→ DOCUMENT EXTRACT:

=====

Fréchet Derivatives 4: The Determinant

\[\begin{align} \nabla \det M &= \det M \cdot \left(M^{-1}\right)^\top \end{align}\]

Introduction

In this series of blog posts, we’ve seen that writing derivatives in the Fréchet style makes the computation of derivatives of functions that have matrix- or vector-valued inputs and scalar outputs substantially easier. The first blog post in this series defined the Fréchet derivative and applied it to some very simple functions. The second blog post applied it to the derivation of the normal equations and gradient updates for linear least squares. The third blog post applied the Fréchet derivative to deep linear networks, a form of neural network with no nonlinearity.

That was intended to be the final blog post, but then I came across this post by Terry Tao on the interesting relationships between derivatives of determinants and famous matrix identities.

That post is excellent, and I highly recommend you read it. I will focus on one of the claims, which appears in the pull-out for this post: the derivative of the determinant is the determinant times the transpose of the inverse.

The Determinant

The determinant measures, for real-valued symmetric matrices, the effect that the matrix has on volumes. If the determinant is \(2\), then the matrix doubles volumes. That is, if a region has volume \(x = 10\) before applying the matrix, then it will have volume \(2x = 20\) after applying it. Check out this video by master explainer 3blue1brown for a nice intuitive look at the determinant. It’s an important function that appears all over the place in linear algebra.

Most important for us, though, is that it takes in a matrix \(M\) and returns a scalar. That means we can write a relation for the derivative, \(\nabla \det\), easily and concretely in the Fréchet style:

\[\det(M + \varepsilon) = \det M + \mathrm{tr}\left(\nabla \det (M)^\top \varepsilon\right) + o(\varepsilon)\]

See this previous post for a bit on why the \(\mathrm{tr}(X^\top Y)\) is showing up and the previous posts in this series for context and examples on why we write the derivative this way.

=====

→ PROVIDED MATERIAL:
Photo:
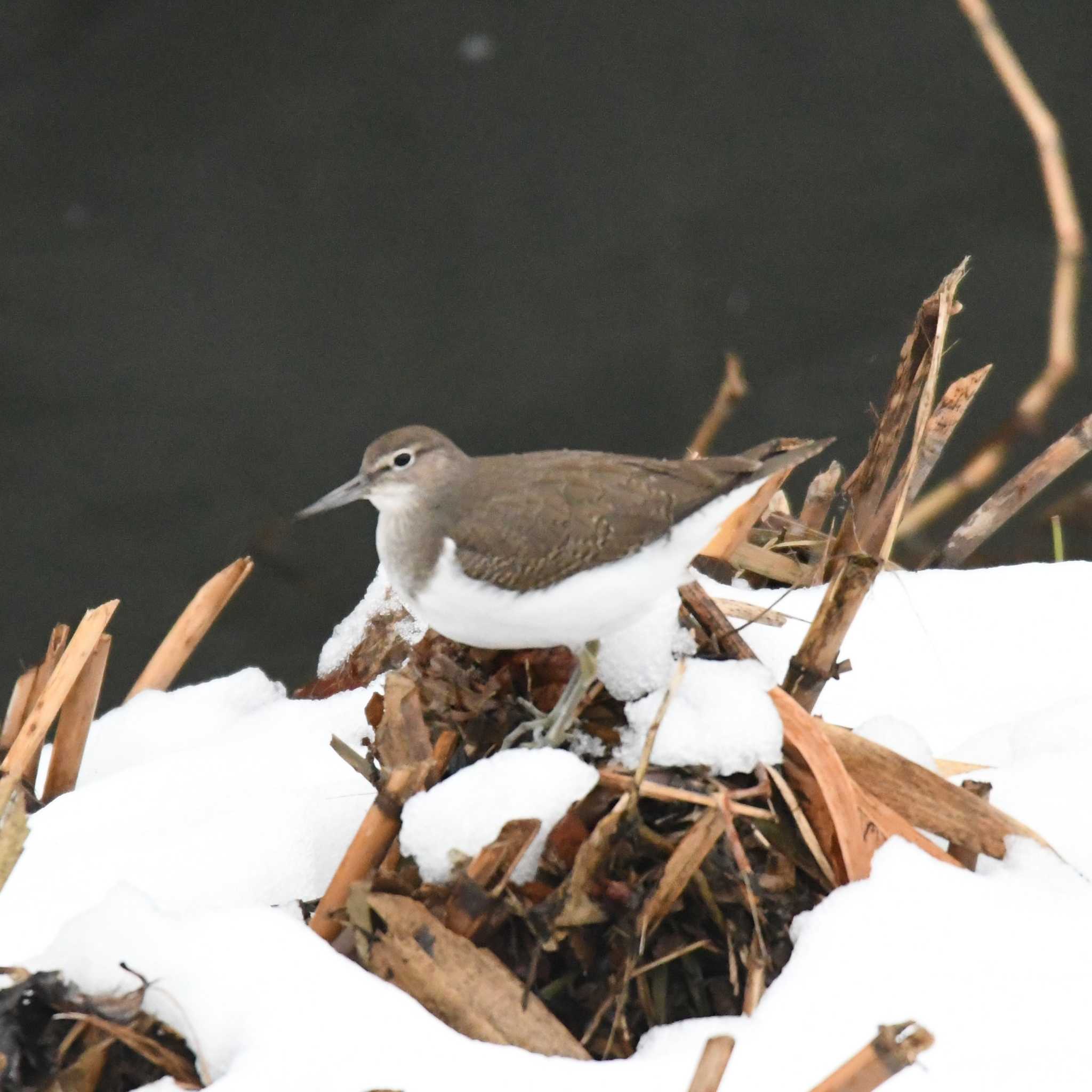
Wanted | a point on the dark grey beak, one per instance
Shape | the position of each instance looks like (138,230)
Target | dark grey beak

=====

→ SET EXERCISE 1: In the post on the derivative of the determinant, translate this sentence into Spanish: "It’s an important function that appears all over the place in linear algebra."
→ SET EXERCISE 2: The post on the derivative of the determinant describes the three earlier posts in its series. Give what each of those posts covered, in order.
→ SET EXERCISE 3: Pick up the post on the derivative of the determinant after its last sentence, and keep writing in its style.

→ RESULT 1: Es una función importante que aparece por todas partes en el álgebra lineal.

→ RESULT 2:
1. The first post defined the Fréchet derivative and applied it to some very simple functions.
2. The second post applied it to the derivation of the normal equations and gradient updates for linear least squares.
3. The third post applied the Fréchet derivative to deep linear networks, a form of neural network with no nonlinearity.

→ RESULT 3:
For the mathier folks, I’d like to additionally note that the determinant is a multilinear functional, that is, it is a linear functional on a tensor product space, where the tensor product is over vectors (viewed as rows or columns of the matrix). This is a fancy way of saying that the determinant changes linearly when a column or row is changed linearly. Given how smoothly the Fréchet derivative handles linear and polynomial functionals, we might hope that it smoothly handles the determinant. And our faith is duly rewarded.

The Derivative of the Determinant

We begin by taking the expression on the left side and trying to find a way to expand it so that terms that look like the right side begin to appear.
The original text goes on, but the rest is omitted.